Supplied text >>
St. Louis Community College (STLCC) is a public community college in St. Louis, Missouri.  It is supported by the Junior College District of St. Louis City – St. Louis County, servicing 718 square miles.

History 
In 1966 STLCC built three campuses: Florissant Valley Community College in Ferguson, Forest Park Community College in St. Louis, and Meramec Community College in Kirkwood.

Over the objections of the faculty and student body, in 1976 STLCC administration changed the names of the individual campuses to the format St. Louis Community College–Campus Name.

In August 2007, STLCC opened a fourth campus, St. Louis Community College-Wildwood, in Wildwood.

In addition, there are four satellite facilities throughout the area.

Dissatisfaction with Chancellor Pittman 
Jeff Pittman became chancellor of STLCC in July 2015. Pittman is reported to have received approximately 40,000 dollars for housing and car allowance in 2016.  The Chancellor's level of compensation was characterized as 70 percent above the national average by some faculty concerned with the management of the college.  Student protests occurred under Pittman.

On November 28, 2017 the college's chapter of the NEA called for a vote of no confidence in Chancellor Pittman and the board of trustees. Included in the NEA's call for a vote of no confidence was the statement by its President Robert Hertel, that the union was responding to "the levels of waste and mismanagement taking place at the college for YEARS." In January 2018, the Executive Council of the college's chapter of the National Education Association had a unanimous vote of "No Confidence" in Chancellor Pittman.

Given material >>
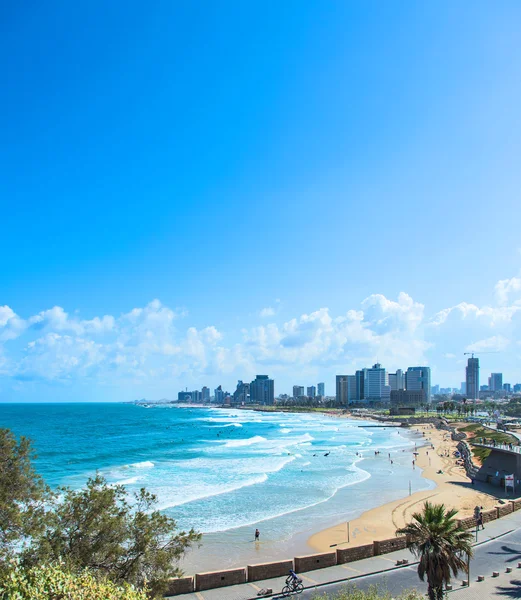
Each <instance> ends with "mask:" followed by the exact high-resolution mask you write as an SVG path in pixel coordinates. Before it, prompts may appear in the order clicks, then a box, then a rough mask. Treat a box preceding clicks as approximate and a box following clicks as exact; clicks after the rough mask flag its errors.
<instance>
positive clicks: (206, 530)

Description of the task >> Please reproduce word for word the part of the St. Louis Community College text that begins at the words "St. Louis Community College (STLCC)" and stops after the words "College in Kirkwood.".

Answer area >>
St. Louis Community College (STLCC) is a public community college in St. Louis, Missouri.  It is supported by the Junior College District of St. Louis City – St. Louis County, servicing 718 square miles.

History 
In 1966 STLCC built three campuses: Florissant Valley Community College in Ferguson, Forest Park Community College in St. Louis, and Meramec Community College in Kirkwood.